EXERCISE GOAL |
The word "high" marks the lines to copy; find all of them in the entries below.

Items from a data source

=== Section Start ===

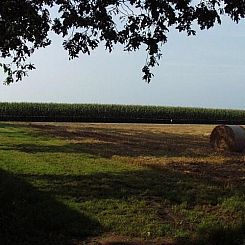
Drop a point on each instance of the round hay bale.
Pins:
(228, 138)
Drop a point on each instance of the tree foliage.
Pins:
(84, 24)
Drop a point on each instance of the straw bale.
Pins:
(228, 138)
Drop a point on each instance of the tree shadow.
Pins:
(29, 216)
(160, 189)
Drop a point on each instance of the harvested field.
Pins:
(123, 183)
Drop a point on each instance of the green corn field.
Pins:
(52, 112)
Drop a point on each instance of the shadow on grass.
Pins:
(28, 216)
(161, 190)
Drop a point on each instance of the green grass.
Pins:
(53, 191)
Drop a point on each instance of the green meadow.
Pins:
(83, 183)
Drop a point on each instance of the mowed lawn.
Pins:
(66, 183)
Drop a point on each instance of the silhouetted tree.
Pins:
(83, 24)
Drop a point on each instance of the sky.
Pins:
(206, 70)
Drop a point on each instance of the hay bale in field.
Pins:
(228, 138)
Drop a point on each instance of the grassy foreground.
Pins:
(87, 183)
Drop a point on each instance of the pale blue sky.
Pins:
(202, 71)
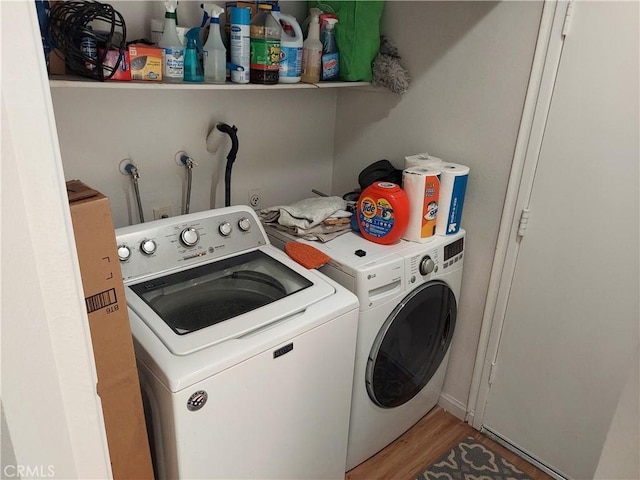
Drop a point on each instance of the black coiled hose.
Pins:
(72, 22)
(231, 157)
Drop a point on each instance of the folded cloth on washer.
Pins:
(321, 233)
(304, 214)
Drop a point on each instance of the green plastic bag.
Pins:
(357, 34)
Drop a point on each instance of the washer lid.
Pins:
(208, 304)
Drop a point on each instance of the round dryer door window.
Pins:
(411, 345)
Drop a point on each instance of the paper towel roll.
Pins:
(421, 160)
(422, 186)
(453, 186)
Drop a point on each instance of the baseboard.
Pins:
(453, 406)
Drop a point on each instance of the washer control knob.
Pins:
(124, 253)
(189, 237)
(245, 224)
(225, 229)
(148, 247)
(427, 265)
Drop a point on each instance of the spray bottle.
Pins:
(291, 45)
(215, 53)
(312, 50)
(240, 43)
(330, 54)
(192, 65)
(172, 48)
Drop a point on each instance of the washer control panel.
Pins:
(162, 245)
(424, 263)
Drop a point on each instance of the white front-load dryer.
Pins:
(408, 294)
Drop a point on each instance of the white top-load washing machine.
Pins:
(245, 357)
(408, 295)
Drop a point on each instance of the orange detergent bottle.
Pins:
(383, 212)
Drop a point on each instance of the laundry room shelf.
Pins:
(61, 81)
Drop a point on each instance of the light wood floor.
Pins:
(423, 444)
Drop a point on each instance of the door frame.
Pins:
(554, 27)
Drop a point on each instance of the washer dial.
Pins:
(225, 229)
(148, 247)
(124, 253)
(427, 265)
(244, 224)
(189, 237)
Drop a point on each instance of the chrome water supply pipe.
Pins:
(185, 160)
(213, 142)
(127, 167)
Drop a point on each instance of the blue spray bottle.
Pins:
(193, 71)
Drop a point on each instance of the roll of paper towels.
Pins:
(422, 186)
(421, 160)
(453, 186)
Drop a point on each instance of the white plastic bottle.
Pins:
(330, 55)
(214, 51)
(291, 46)
(172, 48)
(312, 50)
(240, 39)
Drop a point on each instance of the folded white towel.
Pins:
(304, 214)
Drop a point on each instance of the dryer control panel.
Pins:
(173, 243)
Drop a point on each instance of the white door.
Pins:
(570, 332)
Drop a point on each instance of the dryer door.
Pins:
(411, 344)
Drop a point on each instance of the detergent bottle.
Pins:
(214, 51)
(192, 65)
(291, 45)
(383, 212)
(172, 48)
(330, 54)
(265, 47)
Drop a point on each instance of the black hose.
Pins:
(231, 157)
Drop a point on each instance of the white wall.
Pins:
(470, 63)
(285, 138)
(51, 413)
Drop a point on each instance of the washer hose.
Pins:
(231, 157)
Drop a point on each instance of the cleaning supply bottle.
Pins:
(291, 45)
(193, 71)
(214, 52)
(239, 42)
(312, 50)
(383, 212)
(330, 54)
(172, 48)
(265, 47)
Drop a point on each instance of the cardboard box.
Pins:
(145, 62)
(118, 383)
(111, 58)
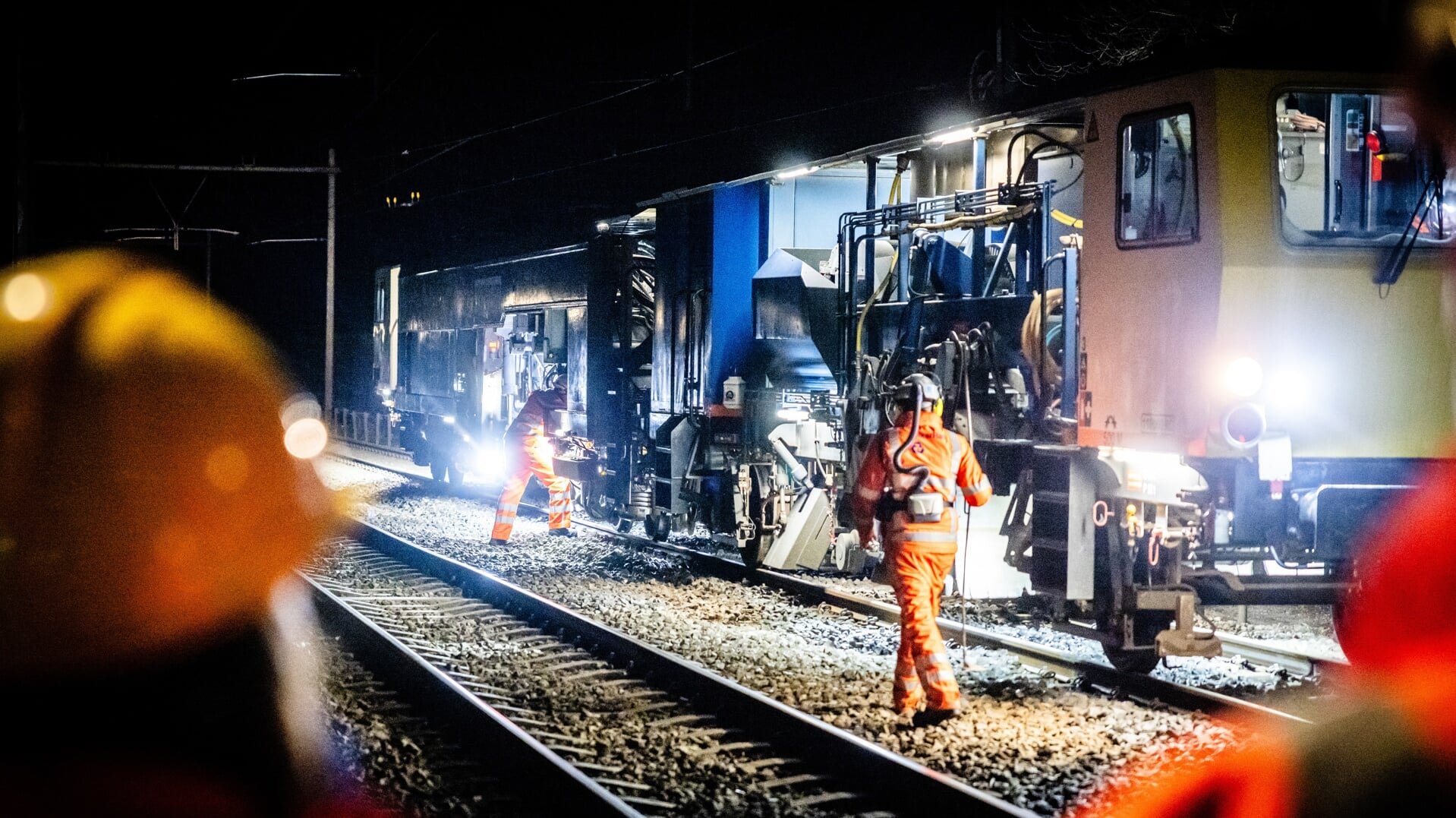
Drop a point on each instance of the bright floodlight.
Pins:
(959, 136)
(27, 297)
(797, 172)
(1243, 377)
(306, 438)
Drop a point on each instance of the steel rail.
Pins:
(893, 778)
(1060, 662)
(561, 786)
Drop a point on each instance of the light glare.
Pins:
(1291, 390)
(306, 438)
(797, 172)
(959, 136)
(27, 295)
(1243, 377)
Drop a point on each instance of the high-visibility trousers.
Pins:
(532, 457)
(923, 673)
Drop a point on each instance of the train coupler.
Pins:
(1181, 640)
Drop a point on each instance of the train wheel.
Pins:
(753, 552)
(1146, 626)
(657, 526)
(600, 507)
(1132, 661)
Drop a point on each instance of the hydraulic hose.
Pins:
(877, 293)
(921, 472)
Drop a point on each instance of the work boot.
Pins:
(931, 718)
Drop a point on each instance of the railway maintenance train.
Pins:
(1193, 328)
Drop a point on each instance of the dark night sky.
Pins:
(518, 128)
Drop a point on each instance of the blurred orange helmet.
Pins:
(147, 497)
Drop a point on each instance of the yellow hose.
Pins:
(878, 293)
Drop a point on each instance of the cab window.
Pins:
(1351, 169)
(1158, 181)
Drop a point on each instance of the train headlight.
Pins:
(1243, 377)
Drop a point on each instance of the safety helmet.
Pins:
(929, 387)
(147, 495)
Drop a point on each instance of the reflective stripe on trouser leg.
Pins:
(919, 578)
(510, 500)
(907, 692)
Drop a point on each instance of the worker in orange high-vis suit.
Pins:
(907, 482)
(528, 443)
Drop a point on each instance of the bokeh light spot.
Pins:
(27, 295)
(306, 438)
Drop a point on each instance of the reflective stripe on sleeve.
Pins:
(929, 536)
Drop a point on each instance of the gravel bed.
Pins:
(1027, 617)
(1029, 738)
(401, 760)
(647, 744)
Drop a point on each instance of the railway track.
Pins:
(1062, 662)
(1048, 737)
(613, 725)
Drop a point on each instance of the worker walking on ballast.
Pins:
(529, 446)
(907, 481)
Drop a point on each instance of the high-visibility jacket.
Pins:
(532, 418)
(953, 469)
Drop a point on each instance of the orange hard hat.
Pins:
(147, 497)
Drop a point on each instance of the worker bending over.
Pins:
(907, 481)
(528, 443)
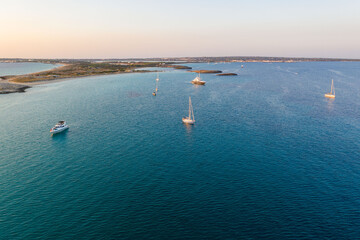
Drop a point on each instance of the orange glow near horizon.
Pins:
(91, 29)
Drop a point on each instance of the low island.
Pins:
(67, 70)
(226, 74)
(206, 71)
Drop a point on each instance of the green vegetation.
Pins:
(83, 69)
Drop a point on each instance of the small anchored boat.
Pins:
(59, 127)
(191, 118)
(198, 81)
(331, 94)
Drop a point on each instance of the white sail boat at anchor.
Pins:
(331, 94)
(156, 85)
(191, 118)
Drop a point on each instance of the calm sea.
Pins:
(269, 156)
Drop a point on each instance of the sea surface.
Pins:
(23, 68)
(269, 157)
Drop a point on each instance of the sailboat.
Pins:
(157, 78)
(156, 85)
(191, 118)
(198, 80)
(331, 94)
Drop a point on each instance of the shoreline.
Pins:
(68, 71)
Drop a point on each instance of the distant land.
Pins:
(185, 59)
(74, 68)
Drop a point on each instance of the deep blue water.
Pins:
(269, 156)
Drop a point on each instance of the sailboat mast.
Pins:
(189, 107)
(332, 84)
(192, 111)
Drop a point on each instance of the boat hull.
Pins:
(188, 121)
(329, 95)
(198, 82)
(59, 130)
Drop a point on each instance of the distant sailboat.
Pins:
(156, 85)
(157, 78)
(191, 118)
(331, 94)
(198, 80)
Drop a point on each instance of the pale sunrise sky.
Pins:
(159, 28)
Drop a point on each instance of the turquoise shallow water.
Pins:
(269, 156)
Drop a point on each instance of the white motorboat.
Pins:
(198, 81)
(59, 127)
(331, 94)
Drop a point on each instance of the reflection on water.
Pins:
(60, 136)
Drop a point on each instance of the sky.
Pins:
(160, 28)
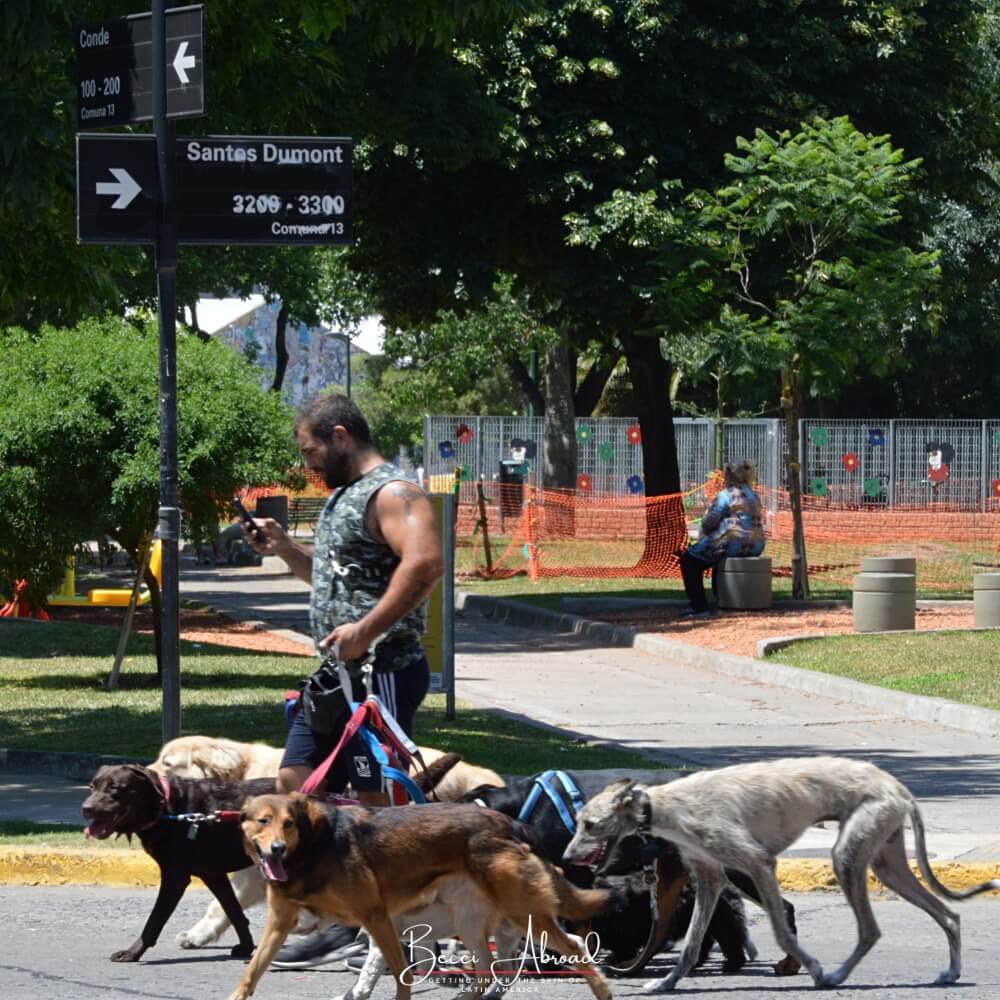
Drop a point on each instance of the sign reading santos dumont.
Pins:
(230, 189)
(257, 189)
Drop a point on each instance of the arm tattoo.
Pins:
(408, 493)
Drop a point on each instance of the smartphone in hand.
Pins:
(247, 521)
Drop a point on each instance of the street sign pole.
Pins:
(166, 272)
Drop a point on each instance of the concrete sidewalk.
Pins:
(678, 712)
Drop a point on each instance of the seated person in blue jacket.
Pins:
(731, 527)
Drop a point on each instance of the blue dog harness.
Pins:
(546, 783)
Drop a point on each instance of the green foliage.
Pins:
(808, 227)
(79, 439)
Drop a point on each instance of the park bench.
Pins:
(305, 510)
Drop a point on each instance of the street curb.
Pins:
(920, 708)
(77, 766)
(134, 869)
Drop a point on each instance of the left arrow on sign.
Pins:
(124, 186)
(183, 62)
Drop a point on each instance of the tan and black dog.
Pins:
(366, 866)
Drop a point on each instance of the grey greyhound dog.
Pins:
(744, 816)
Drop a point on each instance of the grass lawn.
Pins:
(959, 666)
(947, 575)
(549, 591)
(52, 698)
(22, 833)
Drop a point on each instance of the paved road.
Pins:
(57, 940)
(692, 716)
(679, 713)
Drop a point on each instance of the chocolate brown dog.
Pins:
(366, 866)
(131, 799)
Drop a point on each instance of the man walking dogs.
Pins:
(375, 559)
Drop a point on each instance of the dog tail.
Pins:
(430, 777)
(920, 843)
(581, 904)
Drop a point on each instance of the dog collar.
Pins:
(165, 791)
(645, 813)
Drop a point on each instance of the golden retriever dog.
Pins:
(367, 866)
(231, 760)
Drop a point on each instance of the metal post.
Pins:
(891, 490)
(166, 268)
(448, 607)
(984, 486)
(347, 362)
(533, 372)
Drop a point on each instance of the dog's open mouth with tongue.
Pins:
(595, 857)
(271, 865)
(98, 829)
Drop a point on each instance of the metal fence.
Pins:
(852, 463)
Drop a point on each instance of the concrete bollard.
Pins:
(986, 600)
(889, 564)
(884, 602)
(743, 583)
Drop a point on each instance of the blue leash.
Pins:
(544, 783)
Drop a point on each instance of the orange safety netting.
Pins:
(566, 533)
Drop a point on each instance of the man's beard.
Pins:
(336, 470)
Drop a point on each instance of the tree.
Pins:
(643, 99)
(819, 273)
(79, 441)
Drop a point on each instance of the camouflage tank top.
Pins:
(351, 572)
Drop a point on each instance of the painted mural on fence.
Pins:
(316, 355)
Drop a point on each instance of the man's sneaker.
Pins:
(356, 962)
(332, 944)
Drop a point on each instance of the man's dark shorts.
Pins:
(401, 693)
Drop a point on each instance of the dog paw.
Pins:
(193, 938)
(788, 966)
(125, 955)
(659, 985)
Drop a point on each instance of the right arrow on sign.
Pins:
(183, 62)
(124, 186)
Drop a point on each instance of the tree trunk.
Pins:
(650, 374)
(588, 393)
(791, 404)
(559, 438)
(281, 349)
(666, 528)
(529, 388)
(559, 447)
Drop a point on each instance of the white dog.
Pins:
(743, 817)
(230, 760)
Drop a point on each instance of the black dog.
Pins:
(131, 799)
(627, 932)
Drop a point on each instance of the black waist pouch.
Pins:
(324, 706)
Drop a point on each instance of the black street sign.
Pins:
(117, 188)
(228, 189)
(114, 60)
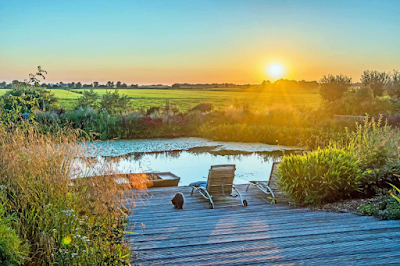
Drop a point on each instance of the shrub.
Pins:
(386, 209)
(322, 176)
(12, 250)
(333, 87)
(81, 224)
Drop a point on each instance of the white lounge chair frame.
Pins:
(264, 185)
(219, 183)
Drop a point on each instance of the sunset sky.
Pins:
(203, 41)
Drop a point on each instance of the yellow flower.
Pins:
(66, 240)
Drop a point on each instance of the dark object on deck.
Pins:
(264, 185)
(178, 200)
(219, 183)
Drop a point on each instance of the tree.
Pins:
(34, 78)
(89, 98)
(375, 80)
(333, 87)
(110, 84)
(24, 99)
(393, 85)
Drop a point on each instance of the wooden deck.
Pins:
(259, 234)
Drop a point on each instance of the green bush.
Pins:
(318, 177)
(385, 209)
(12, 250)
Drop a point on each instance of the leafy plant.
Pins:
(385, 209)
(322, 176)
(12, 250)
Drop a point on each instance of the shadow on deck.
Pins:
(258, 234)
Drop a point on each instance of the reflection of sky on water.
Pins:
(121, 147)
(188, 158)
(192, 167)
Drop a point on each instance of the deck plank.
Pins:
(260, 233)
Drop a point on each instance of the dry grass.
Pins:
(79, 224)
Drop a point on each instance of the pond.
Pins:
(189, 158)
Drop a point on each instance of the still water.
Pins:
(253, 161)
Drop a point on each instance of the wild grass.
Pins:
(220, 98)
(64, 221)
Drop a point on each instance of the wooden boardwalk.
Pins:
(259, 234)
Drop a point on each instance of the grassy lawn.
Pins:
(185, 99)
(221, 98)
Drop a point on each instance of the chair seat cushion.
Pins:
(198, 184)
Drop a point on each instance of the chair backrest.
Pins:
(220, 179)
(274, 168)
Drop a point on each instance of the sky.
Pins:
(203, 41)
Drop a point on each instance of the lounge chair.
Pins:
(264, 185)
(219, 183)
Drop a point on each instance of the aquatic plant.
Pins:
(321, 176)
(64, 221)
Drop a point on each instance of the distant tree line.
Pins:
(333, 87)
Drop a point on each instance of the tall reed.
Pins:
(64, 221)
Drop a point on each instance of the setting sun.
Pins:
(275, 70)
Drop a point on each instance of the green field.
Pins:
(185, 99)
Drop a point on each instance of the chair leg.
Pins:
(248, 187)
(244, 202)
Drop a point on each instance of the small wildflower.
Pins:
(66, 240)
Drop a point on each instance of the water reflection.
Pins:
(192, 166)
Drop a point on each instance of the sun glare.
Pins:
(275, 70)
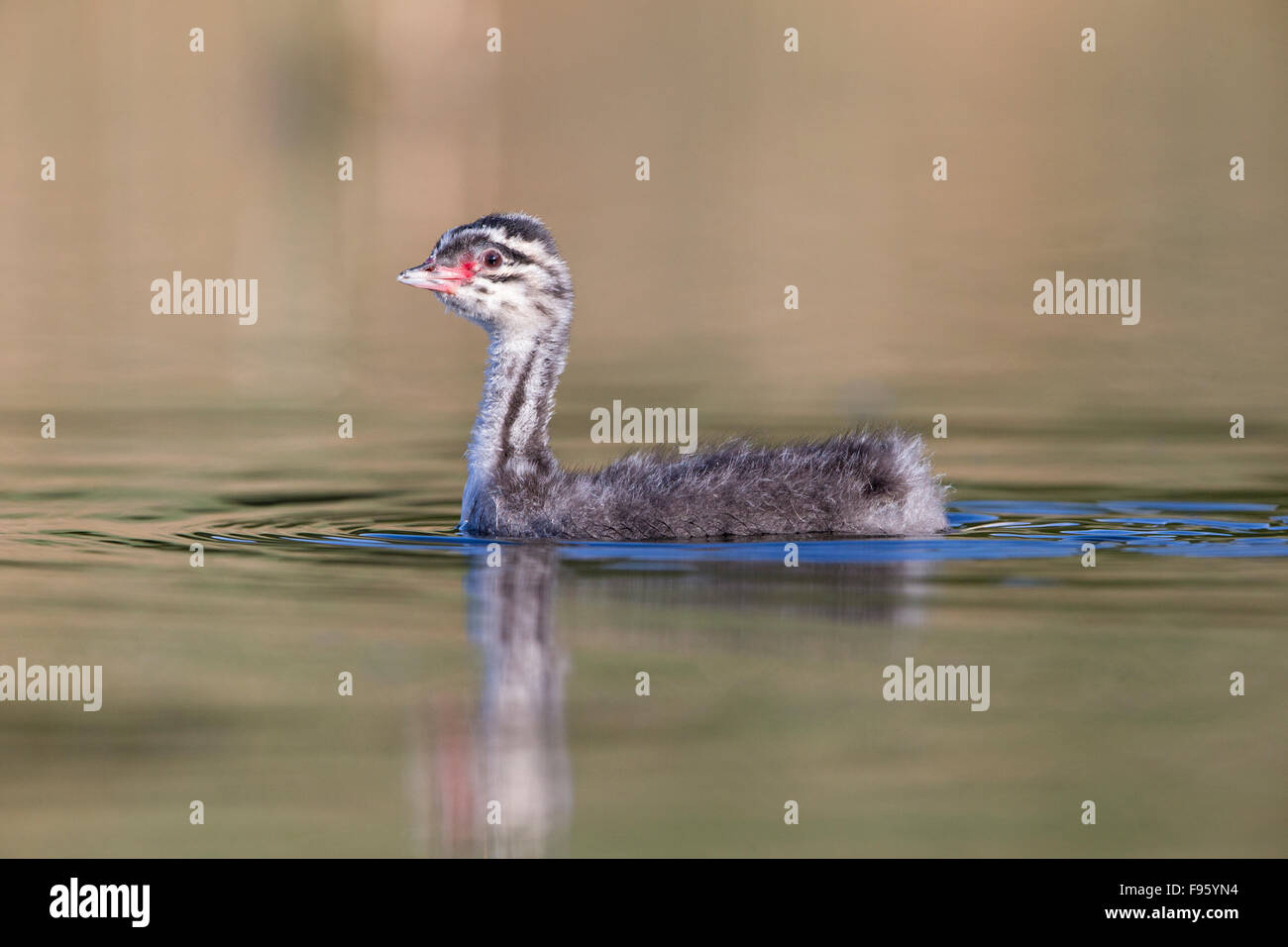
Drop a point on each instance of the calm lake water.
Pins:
(516, 684)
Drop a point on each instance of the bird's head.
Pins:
(502, 272)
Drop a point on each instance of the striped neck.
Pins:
(510, 437)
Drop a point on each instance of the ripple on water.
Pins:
(980, 530)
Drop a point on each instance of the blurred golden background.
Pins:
(767, 169)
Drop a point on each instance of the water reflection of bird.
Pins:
(496, 779)
(505, 273)
(501, 785)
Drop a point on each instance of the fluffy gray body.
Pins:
(505, 273)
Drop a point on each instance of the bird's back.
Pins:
(854, 483)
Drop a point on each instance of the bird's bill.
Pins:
(428, 275)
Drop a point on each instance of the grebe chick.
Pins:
(505, 273)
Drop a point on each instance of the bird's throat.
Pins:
(510, 436)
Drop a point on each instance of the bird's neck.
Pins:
(510, 436)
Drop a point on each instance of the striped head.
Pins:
(502, 272)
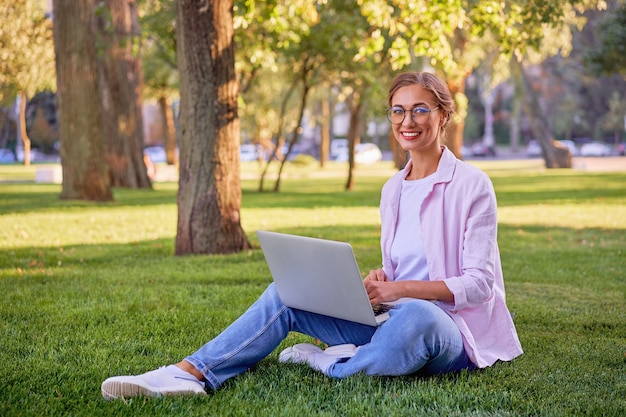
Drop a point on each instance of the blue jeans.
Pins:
(418, 336)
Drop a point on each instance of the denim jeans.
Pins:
(418, 336)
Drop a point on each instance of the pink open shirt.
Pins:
(459, 230)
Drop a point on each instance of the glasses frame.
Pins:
(426, 114)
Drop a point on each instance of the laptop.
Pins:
(320, 276)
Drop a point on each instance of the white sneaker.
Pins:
(315, 357)
(168, 380)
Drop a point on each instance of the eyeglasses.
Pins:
(419, 115)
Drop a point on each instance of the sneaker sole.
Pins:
(123, 389)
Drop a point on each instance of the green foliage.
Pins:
(26, 49)
(158, 51)
(610, 55)
(93, 290)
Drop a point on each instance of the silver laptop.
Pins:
(320, 276)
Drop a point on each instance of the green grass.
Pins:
(93, 290)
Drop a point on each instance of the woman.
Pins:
(439, 249)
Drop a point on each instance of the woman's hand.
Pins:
(378, 287)
(381, 290)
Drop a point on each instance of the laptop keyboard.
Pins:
(381, 308)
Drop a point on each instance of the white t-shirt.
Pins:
(407, 250)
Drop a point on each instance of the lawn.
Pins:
(93, 290)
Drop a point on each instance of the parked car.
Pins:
(480, 149)
(6, 156)
(364, 153)
(248, 152)
(367, 153)
(156, 154)
(595, 149)
(571, 146)
(533, 149)
(338, 148)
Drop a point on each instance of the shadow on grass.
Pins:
(25, 198)
(87, 312)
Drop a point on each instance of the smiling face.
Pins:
(414, 137)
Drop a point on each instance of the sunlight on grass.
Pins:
(92, 290)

=== Section End ===

SOLUTION BELOW |
Drop a point on each instance of the high-visibility trousers.
Drop a point on each instance of the worker in orange high-vis suit.
Drop a point on each instance of the high-visibility jacket.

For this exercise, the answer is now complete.